Exercise instructions: List every barrier to help-seeking that the abstract below reports.

START Passage shown

3 years ago

Help‐seeking experiences of older adults with a diagnosis of moderate depression

Meg Polacsek, Gayelene H. Boardman, Terence V. McCann


Depression is the most prevalent mental illness among older adults. However, help‐seeking by older adults is frequently delayed, resulting in longer duration of untreated symptoms, poorer health outcomes, and consequent higher healthcare use. Early help‐seeking and access to appropriate support benefits individuals, while providing better outcomes from health systems constrained by limited resources. The aim of this study, which is abstracted from a larger study, was to identify the factors that inhibited and enabled formal help‐seeking in older adults with a diagnosis of moderate depression. Corbin and Strauss’ approach to grounded theory informed data collection and analysis. Two themes and related subthemes concerning help‐seeking barriers and facilitators were abstracted from the data. Help‐seeking barriers were attributable to stigma, self‐motivation, accessing formal support, ageism, and difficulty obtaining an initial diagnosis. Help‐seeking facilitators were accepting personal responsibility, mental health literacy, therapeutic alliances, and informal support. Findings have implications for the role of mental health nurses, who are well‐placed to provide support to community‐based older adults with depression. More broadly, mental health nurses and other clinicians should seek to reduce help‐seeking barriers and implement ways to facilitate help‐seeking in this cohort.

END Passage shown
START Data records

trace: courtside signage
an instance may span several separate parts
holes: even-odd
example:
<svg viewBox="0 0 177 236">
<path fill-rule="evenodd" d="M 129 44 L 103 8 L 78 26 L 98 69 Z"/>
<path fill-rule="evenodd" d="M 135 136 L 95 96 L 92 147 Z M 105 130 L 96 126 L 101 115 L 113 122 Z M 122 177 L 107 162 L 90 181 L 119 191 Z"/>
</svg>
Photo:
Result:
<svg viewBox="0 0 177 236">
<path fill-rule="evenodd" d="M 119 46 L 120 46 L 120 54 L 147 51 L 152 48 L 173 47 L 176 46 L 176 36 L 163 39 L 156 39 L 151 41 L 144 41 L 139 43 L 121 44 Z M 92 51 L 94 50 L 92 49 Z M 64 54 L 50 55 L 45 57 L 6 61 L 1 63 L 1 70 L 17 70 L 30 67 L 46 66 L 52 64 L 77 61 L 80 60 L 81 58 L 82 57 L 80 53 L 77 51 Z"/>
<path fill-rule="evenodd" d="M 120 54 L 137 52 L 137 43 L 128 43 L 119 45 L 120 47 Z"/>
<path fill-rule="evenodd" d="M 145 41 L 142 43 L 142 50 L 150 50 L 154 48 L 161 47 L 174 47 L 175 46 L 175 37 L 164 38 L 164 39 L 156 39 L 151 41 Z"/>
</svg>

END Data records

Task answer:
- Stigma
- Self-motivation
- Accessing formal support
- Ageism
- Difficulty obtaining an initial diagnosis